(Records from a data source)
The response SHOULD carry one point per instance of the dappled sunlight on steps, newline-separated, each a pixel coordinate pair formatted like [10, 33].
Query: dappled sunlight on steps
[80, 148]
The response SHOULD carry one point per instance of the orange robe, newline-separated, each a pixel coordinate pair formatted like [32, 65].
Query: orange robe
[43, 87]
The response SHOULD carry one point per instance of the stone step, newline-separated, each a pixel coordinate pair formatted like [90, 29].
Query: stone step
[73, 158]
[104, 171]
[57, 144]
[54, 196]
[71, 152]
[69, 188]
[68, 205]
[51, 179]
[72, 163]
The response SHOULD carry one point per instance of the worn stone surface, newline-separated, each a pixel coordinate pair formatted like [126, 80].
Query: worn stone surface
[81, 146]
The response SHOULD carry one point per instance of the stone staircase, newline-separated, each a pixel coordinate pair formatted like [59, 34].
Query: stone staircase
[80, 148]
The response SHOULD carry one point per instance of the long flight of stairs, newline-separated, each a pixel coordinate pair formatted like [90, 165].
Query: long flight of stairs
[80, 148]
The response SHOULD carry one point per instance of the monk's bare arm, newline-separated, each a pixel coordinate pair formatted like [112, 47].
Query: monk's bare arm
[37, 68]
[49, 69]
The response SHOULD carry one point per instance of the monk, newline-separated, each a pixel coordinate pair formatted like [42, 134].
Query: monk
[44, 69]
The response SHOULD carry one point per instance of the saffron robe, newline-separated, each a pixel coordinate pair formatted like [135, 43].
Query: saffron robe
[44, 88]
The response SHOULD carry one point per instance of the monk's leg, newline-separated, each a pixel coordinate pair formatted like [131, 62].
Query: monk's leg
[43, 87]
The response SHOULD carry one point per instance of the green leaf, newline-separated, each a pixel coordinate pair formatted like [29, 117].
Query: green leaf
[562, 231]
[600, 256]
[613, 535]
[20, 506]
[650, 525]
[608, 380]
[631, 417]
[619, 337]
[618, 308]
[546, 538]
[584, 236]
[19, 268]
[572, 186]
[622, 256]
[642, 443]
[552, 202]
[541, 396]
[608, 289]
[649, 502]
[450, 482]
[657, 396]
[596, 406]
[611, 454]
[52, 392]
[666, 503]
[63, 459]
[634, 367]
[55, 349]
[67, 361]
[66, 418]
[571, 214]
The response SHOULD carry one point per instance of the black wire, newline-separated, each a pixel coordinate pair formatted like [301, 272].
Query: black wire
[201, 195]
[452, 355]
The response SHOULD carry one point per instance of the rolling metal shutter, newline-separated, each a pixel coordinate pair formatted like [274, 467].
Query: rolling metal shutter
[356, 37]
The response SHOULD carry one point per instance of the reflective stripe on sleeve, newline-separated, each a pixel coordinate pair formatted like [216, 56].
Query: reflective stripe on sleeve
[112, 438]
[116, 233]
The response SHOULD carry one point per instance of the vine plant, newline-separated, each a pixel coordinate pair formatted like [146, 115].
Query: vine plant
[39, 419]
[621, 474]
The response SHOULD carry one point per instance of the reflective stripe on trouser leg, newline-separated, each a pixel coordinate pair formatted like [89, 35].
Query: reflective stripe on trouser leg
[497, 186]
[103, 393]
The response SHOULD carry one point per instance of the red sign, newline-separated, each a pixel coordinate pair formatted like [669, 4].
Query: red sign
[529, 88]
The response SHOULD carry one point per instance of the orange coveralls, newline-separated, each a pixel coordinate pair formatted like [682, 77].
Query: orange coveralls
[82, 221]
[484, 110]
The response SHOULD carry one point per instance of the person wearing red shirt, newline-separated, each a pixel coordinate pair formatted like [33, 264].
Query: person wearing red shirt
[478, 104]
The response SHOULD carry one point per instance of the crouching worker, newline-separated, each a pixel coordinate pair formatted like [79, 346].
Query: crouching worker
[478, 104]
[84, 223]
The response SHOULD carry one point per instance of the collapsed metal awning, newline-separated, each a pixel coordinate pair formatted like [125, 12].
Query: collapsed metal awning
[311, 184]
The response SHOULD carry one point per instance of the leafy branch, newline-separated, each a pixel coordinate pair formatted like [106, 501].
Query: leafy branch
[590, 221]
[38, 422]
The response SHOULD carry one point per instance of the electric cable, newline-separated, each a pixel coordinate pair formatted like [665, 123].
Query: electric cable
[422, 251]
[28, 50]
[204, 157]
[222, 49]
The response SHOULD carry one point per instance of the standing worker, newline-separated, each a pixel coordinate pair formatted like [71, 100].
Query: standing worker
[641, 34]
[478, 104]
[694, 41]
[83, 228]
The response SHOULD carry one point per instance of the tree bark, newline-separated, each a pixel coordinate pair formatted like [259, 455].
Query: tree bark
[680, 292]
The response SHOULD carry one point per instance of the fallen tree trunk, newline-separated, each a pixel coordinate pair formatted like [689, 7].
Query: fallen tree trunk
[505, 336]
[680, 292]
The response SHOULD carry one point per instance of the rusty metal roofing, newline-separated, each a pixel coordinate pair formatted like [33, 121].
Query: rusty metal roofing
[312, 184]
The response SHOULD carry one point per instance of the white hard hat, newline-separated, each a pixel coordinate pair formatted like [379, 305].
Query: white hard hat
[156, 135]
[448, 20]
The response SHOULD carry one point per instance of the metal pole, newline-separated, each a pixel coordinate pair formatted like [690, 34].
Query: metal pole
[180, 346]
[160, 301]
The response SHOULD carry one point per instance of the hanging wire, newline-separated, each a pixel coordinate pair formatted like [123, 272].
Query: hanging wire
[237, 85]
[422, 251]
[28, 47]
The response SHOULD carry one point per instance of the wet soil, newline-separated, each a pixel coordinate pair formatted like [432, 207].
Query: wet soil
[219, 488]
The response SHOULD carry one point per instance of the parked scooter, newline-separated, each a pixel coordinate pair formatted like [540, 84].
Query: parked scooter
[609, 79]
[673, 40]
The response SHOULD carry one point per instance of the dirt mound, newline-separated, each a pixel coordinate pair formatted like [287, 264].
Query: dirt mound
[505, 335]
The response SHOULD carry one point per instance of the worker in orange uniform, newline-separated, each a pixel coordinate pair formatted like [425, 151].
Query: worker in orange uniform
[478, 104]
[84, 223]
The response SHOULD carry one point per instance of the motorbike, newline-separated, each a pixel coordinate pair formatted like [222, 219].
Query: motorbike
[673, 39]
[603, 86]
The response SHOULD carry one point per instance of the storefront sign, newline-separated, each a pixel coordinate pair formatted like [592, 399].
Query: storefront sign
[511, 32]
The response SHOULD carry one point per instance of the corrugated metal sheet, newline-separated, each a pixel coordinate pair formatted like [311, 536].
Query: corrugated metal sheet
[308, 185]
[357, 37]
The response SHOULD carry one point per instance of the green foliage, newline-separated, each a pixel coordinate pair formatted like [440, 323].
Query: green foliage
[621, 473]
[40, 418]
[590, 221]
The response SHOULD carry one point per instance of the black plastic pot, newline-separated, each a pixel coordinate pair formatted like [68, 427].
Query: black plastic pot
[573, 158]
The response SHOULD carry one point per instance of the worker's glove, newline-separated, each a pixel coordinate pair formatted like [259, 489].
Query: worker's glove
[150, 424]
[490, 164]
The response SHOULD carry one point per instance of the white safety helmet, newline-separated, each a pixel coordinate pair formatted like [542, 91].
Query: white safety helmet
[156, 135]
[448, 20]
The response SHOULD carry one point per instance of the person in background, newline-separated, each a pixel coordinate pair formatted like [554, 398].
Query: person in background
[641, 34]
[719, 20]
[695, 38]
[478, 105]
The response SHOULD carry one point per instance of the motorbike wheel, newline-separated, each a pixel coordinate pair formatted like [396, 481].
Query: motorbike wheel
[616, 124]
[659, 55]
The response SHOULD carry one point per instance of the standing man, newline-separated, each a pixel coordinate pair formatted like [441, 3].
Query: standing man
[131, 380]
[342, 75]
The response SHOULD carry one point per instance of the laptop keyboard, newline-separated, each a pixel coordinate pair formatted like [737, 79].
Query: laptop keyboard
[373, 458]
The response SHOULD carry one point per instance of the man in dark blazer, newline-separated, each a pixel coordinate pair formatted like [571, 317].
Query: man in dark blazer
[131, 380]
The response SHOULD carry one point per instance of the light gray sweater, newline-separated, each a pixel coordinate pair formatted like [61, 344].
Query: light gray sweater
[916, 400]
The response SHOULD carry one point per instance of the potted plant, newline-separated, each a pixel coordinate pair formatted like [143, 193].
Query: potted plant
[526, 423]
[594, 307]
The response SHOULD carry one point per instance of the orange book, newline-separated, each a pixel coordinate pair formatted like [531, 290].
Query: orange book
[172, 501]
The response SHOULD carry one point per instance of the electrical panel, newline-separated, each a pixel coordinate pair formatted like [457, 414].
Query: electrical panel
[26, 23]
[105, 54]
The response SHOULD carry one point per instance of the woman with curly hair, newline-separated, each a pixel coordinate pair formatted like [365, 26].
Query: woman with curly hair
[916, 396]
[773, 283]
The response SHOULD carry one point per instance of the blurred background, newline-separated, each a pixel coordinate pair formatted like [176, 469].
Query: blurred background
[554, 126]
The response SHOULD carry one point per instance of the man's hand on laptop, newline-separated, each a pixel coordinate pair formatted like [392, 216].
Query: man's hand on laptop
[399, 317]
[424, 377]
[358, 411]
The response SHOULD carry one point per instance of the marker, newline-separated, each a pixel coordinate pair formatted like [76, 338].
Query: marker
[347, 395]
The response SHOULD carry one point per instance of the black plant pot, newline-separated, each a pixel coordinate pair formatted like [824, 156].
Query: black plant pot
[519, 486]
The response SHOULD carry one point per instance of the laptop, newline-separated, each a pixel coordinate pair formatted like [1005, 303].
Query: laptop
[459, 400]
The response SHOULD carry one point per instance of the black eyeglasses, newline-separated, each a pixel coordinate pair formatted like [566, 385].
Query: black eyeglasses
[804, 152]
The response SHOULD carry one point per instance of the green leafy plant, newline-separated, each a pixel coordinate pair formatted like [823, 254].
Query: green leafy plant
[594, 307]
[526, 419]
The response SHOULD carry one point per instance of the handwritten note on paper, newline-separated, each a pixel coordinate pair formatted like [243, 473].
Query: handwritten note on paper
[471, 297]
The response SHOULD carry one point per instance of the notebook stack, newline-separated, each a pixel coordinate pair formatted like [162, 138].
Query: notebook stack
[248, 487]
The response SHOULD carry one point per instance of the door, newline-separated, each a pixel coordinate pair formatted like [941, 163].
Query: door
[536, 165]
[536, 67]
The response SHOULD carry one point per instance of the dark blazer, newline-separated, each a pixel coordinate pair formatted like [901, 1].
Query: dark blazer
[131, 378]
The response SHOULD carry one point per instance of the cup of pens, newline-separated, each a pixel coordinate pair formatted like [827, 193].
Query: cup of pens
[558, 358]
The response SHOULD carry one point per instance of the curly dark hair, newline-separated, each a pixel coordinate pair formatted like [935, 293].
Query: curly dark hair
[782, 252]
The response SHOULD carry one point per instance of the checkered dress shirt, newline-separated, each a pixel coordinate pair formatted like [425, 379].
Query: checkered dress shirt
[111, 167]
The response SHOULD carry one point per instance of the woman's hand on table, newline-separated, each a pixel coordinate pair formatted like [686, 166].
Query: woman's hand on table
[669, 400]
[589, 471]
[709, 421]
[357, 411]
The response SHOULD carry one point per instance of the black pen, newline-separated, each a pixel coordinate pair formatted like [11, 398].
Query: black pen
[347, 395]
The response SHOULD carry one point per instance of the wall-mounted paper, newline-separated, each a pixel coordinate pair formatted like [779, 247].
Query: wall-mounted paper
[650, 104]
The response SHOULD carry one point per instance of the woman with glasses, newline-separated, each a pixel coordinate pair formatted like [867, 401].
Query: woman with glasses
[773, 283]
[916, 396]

» **WORK TO COMPLETE**
The lines above from the one with "Query: black plant pot" through the one with "The response SHOULD carry one point per instance of the notebook" are to be duplicated exactly, ends included, with nothing added.

» **EXERCISE OUTPUT**
Query: black plant pot
[519, 486]
The response SHOULD carry one point per instance of the laptop, newline-separated, each a pixel coordinate pair formatted like [1005, 303].
Query: laptop
[459, 400]
The response SHOULD carry one point per instance of the black eyeglasses, newline-separated, each a pixel coordinate pair formatted like [566, 385].
Query: black eyeglasses
[804, 152]
The response SHOULD carry one point per instance of the green leafy plant, newline-separated, each a pixel coordinate pair formatted like [823, 254].
Query: green leafy plant
[594, 307]
[526, 419]
The response SHOULD carry one point per instance of the handwritten note on paper, newline-separated, each a pixel coordinate pair formatted like [243, 473].
Query: handwritten note on paper
[471, 297]
The response SHOULD carry one point per instance of the notebook stack, newline-separated, each a pixel coordinate pair formatted like [162, 138].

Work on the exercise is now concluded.